Begin at the line below that has "Each <instance> block ends" and stop after the line that has "box: [241, 538, 296, 600]". Please restate only those lines, word for word.
================
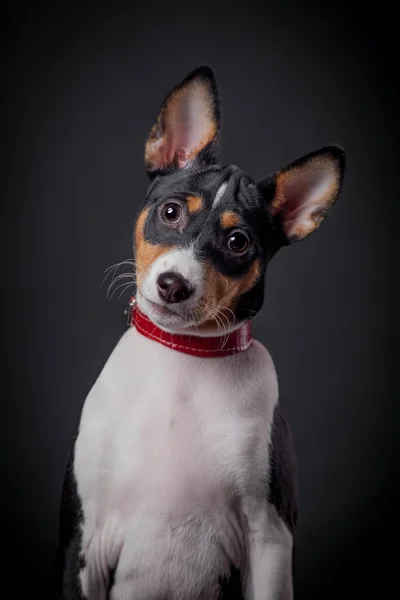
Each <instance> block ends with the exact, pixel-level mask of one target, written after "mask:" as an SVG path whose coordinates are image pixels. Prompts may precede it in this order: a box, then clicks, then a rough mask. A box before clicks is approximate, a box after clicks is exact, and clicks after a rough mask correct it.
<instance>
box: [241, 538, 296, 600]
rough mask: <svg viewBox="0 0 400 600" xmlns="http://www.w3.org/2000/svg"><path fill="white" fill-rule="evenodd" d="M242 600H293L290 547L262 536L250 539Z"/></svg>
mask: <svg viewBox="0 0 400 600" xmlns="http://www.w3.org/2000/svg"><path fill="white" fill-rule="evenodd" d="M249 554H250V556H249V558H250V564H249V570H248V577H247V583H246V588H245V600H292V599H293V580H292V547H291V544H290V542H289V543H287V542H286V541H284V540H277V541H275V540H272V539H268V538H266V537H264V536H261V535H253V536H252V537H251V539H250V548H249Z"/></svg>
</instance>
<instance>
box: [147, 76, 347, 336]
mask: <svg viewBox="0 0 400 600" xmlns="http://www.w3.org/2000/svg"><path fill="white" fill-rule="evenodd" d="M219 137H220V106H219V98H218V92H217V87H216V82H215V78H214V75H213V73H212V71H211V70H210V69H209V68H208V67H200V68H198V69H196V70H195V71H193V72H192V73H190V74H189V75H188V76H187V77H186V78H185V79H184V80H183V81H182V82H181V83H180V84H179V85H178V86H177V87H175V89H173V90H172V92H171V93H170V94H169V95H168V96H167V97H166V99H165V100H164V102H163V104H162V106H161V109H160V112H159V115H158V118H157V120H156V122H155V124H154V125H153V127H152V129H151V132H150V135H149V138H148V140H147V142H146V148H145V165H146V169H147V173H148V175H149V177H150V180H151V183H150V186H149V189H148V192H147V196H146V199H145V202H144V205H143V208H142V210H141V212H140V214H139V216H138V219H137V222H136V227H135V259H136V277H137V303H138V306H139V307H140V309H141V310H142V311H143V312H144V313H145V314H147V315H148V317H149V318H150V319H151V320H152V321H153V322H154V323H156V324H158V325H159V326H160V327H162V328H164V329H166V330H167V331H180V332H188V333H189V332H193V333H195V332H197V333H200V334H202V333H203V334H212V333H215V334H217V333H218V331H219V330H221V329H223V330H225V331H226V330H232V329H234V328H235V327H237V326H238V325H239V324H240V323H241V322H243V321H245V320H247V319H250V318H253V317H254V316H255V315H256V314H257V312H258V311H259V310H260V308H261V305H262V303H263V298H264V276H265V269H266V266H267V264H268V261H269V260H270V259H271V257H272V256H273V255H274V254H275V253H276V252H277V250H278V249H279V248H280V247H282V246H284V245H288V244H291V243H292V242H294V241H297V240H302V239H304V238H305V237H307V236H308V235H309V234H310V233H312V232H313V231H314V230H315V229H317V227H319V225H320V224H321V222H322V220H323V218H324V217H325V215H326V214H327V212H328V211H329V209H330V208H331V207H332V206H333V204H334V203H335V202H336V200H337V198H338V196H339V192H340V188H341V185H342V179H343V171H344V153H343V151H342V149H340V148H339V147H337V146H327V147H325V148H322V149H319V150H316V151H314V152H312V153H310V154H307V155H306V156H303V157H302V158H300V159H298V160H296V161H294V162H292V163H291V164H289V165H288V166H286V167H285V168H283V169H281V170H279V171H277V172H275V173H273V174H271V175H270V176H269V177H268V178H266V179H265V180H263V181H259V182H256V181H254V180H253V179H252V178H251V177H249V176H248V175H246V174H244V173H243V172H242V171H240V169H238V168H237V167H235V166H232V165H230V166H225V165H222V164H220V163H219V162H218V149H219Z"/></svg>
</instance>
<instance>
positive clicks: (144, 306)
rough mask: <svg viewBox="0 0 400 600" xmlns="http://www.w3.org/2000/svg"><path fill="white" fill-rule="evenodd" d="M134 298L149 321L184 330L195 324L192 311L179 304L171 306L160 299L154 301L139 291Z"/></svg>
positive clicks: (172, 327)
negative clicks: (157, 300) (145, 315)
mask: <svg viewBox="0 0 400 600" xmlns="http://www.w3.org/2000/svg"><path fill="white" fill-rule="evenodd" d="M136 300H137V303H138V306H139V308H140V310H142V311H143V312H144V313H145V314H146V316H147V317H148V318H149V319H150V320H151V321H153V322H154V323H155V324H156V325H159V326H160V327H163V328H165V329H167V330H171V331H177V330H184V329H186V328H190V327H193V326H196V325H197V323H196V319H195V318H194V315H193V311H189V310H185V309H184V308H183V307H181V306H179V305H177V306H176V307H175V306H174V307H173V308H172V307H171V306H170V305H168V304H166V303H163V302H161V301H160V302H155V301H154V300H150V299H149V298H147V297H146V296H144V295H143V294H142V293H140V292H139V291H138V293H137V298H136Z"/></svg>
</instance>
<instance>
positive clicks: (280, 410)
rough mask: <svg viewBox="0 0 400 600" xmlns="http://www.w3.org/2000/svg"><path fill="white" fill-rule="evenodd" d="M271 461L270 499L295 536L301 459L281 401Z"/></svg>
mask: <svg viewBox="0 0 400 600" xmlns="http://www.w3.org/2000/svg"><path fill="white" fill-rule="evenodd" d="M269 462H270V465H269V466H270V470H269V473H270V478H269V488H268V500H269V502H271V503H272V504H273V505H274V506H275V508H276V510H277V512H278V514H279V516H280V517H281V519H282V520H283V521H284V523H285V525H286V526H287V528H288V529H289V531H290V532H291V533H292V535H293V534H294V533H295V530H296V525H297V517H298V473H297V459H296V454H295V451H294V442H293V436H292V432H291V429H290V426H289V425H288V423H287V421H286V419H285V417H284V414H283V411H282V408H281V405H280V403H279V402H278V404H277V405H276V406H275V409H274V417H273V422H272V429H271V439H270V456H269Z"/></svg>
================
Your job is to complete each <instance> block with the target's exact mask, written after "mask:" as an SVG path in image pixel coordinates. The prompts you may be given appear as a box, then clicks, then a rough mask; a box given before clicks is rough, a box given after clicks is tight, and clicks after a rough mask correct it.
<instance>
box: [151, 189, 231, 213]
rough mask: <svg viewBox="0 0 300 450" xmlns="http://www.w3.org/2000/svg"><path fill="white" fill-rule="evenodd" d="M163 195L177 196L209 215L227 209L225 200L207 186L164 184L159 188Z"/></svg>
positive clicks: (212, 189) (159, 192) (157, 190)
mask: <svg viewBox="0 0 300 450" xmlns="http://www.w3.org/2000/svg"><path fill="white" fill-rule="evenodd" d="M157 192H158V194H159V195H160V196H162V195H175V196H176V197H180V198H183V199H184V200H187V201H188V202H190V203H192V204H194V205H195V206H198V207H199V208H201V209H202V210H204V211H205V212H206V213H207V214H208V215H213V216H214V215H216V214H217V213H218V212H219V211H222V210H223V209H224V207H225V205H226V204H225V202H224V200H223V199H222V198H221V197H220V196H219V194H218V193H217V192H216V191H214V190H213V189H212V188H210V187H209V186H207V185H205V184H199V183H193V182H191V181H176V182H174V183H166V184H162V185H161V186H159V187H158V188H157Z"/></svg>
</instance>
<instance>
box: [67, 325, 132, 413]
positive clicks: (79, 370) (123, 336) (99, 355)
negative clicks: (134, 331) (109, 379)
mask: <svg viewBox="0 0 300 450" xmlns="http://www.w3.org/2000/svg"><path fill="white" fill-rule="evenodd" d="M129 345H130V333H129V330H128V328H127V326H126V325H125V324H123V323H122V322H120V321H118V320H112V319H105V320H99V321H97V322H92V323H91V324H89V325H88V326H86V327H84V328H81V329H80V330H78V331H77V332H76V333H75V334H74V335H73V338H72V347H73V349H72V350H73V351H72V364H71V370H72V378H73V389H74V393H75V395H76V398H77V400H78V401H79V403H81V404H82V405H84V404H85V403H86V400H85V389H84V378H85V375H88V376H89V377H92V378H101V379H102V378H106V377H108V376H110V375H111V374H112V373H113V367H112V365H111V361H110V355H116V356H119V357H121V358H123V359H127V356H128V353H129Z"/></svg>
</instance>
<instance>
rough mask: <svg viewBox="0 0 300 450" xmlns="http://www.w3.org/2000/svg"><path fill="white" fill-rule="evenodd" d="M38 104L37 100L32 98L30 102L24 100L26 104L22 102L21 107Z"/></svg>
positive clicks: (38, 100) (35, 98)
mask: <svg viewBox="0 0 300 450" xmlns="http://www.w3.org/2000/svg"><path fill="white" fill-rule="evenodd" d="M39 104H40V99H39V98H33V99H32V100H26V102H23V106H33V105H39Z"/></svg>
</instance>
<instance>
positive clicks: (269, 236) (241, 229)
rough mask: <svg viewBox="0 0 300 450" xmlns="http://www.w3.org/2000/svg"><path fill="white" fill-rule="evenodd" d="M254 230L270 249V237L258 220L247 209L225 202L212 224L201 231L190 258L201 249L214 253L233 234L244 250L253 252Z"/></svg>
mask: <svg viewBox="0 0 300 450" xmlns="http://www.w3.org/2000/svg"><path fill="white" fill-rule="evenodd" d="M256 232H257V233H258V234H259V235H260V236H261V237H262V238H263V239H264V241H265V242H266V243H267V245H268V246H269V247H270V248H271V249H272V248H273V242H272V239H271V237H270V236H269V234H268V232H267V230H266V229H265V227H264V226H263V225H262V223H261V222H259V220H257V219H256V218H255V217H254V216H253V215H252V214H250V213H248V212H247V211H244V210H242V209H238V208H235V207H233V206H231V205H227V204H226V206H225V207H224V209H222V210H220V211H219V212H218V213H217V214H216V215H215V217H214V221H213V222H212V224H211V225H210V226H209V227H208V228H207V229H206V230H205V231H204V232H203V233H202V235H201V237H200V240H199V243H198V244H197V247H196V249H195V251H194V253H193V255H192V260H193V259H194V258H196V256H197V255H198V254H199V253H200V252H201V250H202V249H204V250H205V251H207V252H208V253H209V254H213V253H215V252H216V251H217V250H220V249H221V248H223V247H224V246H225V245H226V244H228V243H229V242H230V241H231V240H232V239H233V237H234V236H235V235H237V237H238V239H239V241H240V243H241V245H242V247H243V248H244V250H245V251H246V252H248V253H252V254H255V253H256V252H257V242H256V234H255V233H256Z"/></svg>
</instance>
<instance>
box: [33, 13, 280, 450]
================
• [Completed task]:
Each <instance> block ends with the exact, pixel-level mask of one target, written after "mask:" as an SVG path whose coordinates are image pixels. Prompts may precede it in this order: a box, then clicks, then a rough mask. A box before clicks is approximate, a box after clicks is exact, and clicks after a rough mask correct it.
<instance>
box: [241, 538, 296, 600]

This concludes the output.